_Exercise goal_
Copy out, exactly as written, only the line containing "In this exercise you will mark the burnt" and the lines after it through the end of the records.

_Records provided_
Content starts
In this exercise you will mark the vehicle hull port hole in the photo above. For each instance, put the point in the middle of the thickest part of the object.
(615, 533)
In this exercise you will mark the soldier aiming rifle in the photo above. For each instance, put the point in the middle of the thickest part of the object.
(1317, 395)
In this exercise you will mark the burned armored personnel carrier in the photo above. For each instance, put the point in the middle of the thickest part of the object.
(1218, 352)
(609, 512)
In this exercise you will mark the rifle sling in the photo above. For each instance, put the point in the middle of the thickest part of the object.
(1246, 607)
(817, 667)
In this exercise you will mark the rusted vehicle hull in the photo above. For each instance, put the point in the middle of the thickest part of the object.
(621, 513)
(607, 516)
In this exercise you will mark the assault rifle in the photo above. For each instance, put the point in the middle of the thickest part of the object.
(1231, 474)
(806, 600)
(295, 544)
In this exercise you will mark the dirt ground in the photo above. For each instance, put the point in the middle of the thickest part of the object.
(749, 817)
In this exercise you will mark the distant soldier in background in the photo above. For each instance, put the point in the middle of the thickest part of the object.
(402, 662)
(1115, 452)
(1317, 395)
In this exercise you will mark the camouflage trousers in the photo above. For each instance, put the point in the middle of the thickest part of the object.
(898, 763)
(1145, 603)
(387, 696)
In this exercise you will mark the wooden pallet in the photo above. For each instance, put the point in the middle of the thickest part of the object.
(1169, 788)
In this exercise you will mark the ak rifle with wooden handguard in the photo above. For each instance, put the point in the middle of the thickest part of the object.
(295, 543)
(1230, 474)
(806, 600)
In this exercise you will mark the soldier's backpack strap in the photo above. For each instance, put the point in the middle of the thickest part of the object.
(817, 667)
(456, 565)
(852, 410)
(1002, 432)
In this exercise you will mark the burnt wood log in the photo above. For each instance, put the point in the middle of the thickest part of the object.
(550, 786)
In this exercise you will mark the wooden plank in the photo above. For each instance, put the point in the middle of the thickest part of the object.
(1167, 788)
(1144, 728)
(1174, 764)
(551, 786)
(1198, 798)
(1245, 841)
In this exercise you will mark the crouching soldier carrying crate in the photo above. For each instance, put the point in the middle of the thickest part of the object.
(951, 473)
Content ends
_Written answer_
In this exercise you will mark the burnt wood log in the photo above. For each instance, put the point in the middle of the thickest part of the object.
(550, 786)
In this exercise you will mark the wooden plank in the photo above. For each instance, put the point in the middle of the thickest part of the object.
(1167, 788)
(1144, 728)
(1174, 764)
(551, 786)
(1198, 798)
(1245, 841)
In this exercise you will mark the crouching soldier carrying crate in the photo above. For each instance, put the point in the middle of the thickest part of the object.
(951, 473)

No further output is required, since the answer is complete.